Selected text
##########

# Need help to figure out how to transfer photos



## phillywood (Sep 22, 2010)

Hello, folks. I can't figure out how to reduce the size of the pic. that I transferred form my camera (Panasonic, Lumix) to the comp. then reduce it to a size that IAP would let me to upload it. I don't think I have any program on the comp that would allow reduction w/o distortion. 
How do you guys transfer your pics. then to the IAP?
thanks for any help. that's why I could never put on a new pic. of anything.


----------



## phillywood (Sep 22, 2010)

I really need this help ASAP so i can put other pic.s of the other things that I ahve Qsn.s about. 
Thanks a lot.


----------



## Simplex (Sep 22, 2010)

What operating system does your computer use?


----------



## phillywood (Sep 22, 2010)

Simplex said:


> What operating system does your computer use?


I have Windows XP


----------



## rej19 (Sep 22, 2010)

If you don't have any photo software that came with your camera I would suggest Picasa. It is free, simple and has a lot of functions. Here is a link that explains how to resize in Picasa.
http://www.ehow.com/how_4570888_reduce-photo-file-size.html


----------



## mainiac (Sep 22, 2010)

Another one is Irfanview. It allows one to convert their pictures to Internet size.
Search for Irfanview and it's free.

I'll be an San Antonio next week for a meeting. Hope you have nice weather.

Dick


----------



## ldb2000 (Sep 22, 2010)

+1` for Irfanview . It's one of the most powerful free image editing programs available . The guy who wrote  it keeps it updated regularly . It opens almost every image file ever created and most editing is one or two clicks . get it free here www.irfanview.com


----------



## Simplex (Sep 22, 2010)

##########

The data

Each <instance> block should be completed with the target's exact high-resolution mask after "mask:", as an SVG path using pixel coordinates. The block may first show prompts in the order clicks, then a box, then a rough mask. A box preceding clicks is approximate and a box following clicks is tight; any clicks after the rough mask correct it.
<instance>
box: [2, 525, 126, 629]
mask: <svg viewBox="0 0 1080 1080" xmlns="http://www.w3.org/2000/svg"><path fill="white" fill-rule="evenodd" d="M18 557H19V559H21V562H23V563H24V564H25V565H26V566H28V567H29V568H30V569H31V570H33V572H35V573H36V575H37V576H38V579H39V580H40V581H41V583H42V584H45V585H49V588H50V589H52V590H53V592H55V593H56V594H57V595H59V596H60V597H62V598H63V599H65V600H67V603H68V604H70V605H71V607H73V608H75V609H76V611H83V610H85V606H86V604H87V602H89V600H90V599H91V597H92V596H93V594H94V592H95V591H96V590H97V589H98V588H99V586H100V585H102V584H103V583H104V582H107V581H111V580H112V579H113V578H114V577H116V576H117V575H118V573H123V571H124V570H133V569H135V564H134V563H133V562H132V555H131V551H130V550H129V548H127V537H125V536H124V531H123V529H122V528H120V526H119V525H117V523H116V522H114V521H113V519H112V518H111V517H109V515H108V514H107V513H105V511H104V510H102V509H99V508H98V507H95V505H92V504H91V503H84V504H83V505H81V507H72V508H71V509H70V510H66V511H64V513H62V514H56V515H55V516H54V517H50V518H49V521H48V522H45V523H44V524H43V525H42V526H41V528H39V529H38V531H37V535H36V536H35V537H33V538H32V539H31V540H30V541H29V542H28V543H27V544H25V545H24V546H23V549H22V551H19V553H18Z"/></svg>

##########

What you will do
**1)** Please reproduce the photo-resizing thread verbatim, everything from "http://www.ehow.com/how_4570888_reduce-photo-file-size.html" down to "to Internet size.".
**2)** Answer these from the photo-resizing thread that precedes the data:
(a) What operating system does phillywood say the computer uses?
(b) Which free program does rej19 suggest?
(c) What city does mainiac say he will be in next week?
**3)** List every username that appears as a post header in the photo-resizing thread, found above the data.

Solved tasks
**1)**
http://www.ehow.com/how_4570888_reduce-photo-file-size.html


----------



## mainiac (Sep 22, 2010)

Another one is Irfanview. It allows one to convert their pictures to Internet size.

**2)**
(a) Windows XP
(b) Picasa
(c) San Antonio

**3)** phillywood, Simplex, rej19, mainiac, ldb2000